Write out the listing below again, precisely as it is given.

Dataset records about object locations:
============================================================
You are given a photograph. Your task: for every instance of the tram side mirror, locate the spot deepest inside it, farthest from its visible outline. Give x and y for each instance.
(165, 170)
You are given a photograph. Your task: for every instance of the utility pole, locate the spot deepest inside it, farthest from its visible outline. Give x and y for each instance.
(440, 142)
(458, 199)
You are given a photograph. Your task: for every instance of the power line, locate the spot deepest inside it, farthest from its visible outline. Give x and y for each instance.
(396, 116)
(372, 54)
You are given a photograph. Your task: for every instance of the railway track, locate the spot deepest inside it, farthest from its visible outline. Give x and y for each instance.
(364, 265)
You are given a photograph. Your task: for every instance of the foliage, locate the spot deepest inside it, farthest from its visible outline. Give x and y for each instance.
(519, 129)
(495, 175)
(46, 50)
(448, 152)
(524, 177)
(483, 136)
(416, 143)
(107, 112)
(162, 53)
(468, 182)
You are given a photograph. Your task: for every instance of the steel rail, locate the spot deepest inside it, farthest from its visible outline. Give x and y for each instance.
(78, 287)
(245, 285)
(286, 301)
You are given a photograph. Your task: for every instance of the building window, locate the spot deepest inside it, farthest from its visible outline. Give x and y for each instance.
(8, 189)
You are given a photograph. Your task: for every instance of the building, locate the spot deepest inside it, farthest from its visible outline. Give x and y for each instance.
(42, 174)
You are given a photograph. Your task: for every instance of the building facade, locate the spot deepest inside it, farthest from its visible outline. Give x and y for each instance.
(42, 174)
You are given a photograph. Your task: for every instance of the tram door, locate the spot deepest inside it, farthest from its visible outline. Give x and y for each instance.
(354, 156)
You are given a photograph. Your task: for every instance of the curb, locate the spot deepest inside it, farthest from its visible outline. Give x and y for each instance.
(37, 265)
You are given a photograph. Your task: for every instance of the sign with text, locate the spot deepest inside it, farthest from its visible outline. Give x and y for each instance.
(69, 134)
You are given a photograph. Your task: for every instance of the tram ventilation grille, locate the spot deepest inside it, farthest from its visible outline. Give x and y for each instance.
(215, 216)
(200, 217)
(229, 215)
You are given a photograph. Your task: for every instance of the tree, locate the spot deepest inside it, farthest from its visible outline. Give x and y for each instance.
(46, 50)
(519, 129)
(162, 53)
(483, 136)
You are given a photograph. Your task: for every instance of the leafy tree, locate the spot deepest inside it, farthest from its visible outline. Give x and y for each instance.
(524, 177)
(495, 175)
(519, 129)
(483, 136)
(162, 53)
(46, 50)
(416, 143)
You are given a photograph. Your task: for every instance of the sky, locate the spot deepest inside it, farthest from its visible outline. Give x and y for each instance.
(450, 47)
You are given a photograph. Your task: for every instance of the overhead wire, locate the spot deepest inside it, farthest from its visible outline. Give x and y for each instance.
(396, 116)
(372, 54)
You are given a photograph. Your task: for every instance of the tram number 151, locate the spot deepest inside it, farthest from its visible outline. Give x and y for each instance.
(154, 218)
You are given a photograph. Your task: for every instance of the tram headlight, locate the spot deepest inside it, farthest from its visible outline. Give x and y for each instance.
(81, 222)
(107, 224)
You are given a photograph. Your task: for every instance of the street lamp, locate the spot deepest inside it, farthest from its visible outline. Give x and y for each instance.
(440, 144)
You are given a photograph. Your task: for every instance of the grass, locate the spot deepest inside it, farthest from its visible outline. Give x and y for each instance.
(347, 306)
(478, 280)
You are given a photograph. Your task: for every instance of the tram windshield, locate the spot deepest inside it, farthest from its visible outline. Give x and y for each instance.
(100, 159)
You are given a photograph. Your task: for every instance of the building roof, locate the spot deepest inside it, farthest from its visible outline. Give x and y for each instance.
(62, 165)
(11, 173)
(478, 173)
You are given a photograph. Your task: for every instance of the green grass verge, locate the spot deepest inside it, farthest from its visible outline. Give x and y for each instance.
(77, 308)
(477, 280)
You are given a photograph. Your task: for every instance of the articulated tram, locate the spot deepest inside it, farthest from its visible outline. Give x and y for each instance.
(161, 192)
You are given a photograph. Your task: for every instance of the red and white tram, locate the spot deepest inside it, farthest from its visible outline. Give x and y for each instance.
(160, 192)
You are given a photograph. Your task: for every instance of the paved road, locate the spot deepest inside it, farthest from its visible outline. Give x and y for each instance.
============================================================
#### Answer for the task
You are given a photograph. Your task: for every instance of the tram side mirror, locate the spot deepest inside it, farthest from its visible outline. Give x and y for each instance.
(165, 170)
You are given a photograph. Your task: for every instance of the utility pole, locate the spot deepest inside it, farthest from its visible outline. Give x and y for each instance.
(440, 142)
(458, 199)
You are given a photograph. Your task: for every instance of the power line, locate the spot deepest inside it, farthest from its visible outline. Give x and y for each instance.
(396, 116)
(372, 54)
You are given a photograph. Your task: for every instance of the railway track, locate the spot deepest inside it, farthest from its visible outline. Give x and y for each instance.
(364, 265)
You are given a photograph. Your task: for every instance of the foliage, locate the spot deepest inside it, farthest from its visible outline. Give x and y for each instance.
(519, 129)
(495, 175)
(46, 50)
(448, 152)
(524, 177)
(483, 136)
(416, 143)
(107, 112)
(162, 53)
(468, 182)
You are given a photograph. Your task: for every instance of the steel rail, locate the spot deepest inside it, farthest from its visible outline. Give x and y for each instance.
(78, 287)
(245, 285)
(286, 301)
You are given a photograph. Your task: for every instance of the building window, locate the spot deepest inside it, farthest from its visible outline. Give x and y for each instance.
(8, 189)
You are given a photograph. Your task: for every instance of the building, locate the spot deepest inside it, farthest from its visible outline. Give x and y for each instance.
(42, 174)
You are given a photograph. Your task: for every instance of the building facade, locate the spot deepest inside it, farthest from its visible outline. Give x and y for each instance.
(42, 174)
You are given a photograph. Your task: for every instance of the tram door, locate the spot deepest inside it, farthest from its visible outline. Give x and y for each instance.
(354, 156)
You are given a photograph. Your task: for every instance of the curb, locate the spot deepest inside it, farthest from its visible outline. Give x and y for each instance.
(37, 265)
You are given a photograph. Your task: for every instance of the sign with text, locate the spot deepest inside it, farthest from its visible outline. Give x and y for each instance.
(69, 134)
You are given a photograph. Your task: for every instance of the tram ventilation grille, locate the spot deepest inside it, farthest from its visible outline. Give x and y for each instance.
(215, 216)
(200, 217)
(229, 215)
You are given a photograph. Your task: for every instance of the tree, locate the spot deepest inside it, farthest from its visible outline. Give x and y for each instance.
(46, 50)
(519, 129)
(162, 53)
(483, 136)
You are given a photograph. Your task: for every instance of the leafy tree, locate the spot deepest inside it, farthest from its visible outline. Give x and y for each instance.
(524, 177)
(495, 175)
(519, 129)
(483, 136)
(162, 53)
(46, 50)
(416, 143)
You are given a photograph. Your task: for every instance of the sky, locate the spot deepest inside it, farthest from its visible outline. Give x and y for each instance.
(450, 47)
You are given a photograph. Your task: for every instance of the overhead wire, locate the spot deepest inside it, farthest from its visible outline. Give x and y for each instance.
(396, 116)
(372, 54)
You are given a photograph. Your task: for every instance of the tram number 151, locate the spot deepest inside it, farthest from its visible outline. Give x and y for each instance.
(154, 218)
You are given a photograph. Your task: for every instance of the tram headlight, locate the spot deepest inside it, farthest from its visible outline. Give x and y for each instance.
(81, 222)
(107, 224)
You are given a photograph. Your task: for every instance of the street lamp, locate the spot deepest inside it, farthest from its visible outline. Give x and y for each instance.
(440, 144)
You are given a photograph. Your task: for every instance of the grass, locate the spot deepest inside it, farthest from its visible outline. Give x and y for each instance.
(347, 306)
(478, 280)
You are given a photograph. Your task: for every instance of the tram windshield, locate the spot deepest inside it, farthest from its visible outline. Give x and y for each instance.
(100, 159)
You are given a photograph. Your task: for every instance of the building roof, locate the spot deepest inside it, farthest from its visible outline. Give x and y for each instance.
(62, 165)
(11, 173)
(478, 173)
You are given a photograph. Your task: for every instance of the green grass verge, locate the spot deepest inside it, farthest from its visible outline. Give x and y for each instance.
(77, 308)
(477, 280)
You are given a photograph. Your task: for every instance of the articulated tram, locate the spot deepest inside it, farthest from its visible outline. Give x and y for each instance.
(161, 192)
You are given a photograph. Your task: for every instance of the red and white tram, locate the spot deepest inside it, farthest from its visible outline. Give x and y for each instance.
(160, 192)
You are given a photograph. Your task: for every instance of the paved road, locate the spot deepest inside it, farthest from its visible outline. Give x and y for each instance.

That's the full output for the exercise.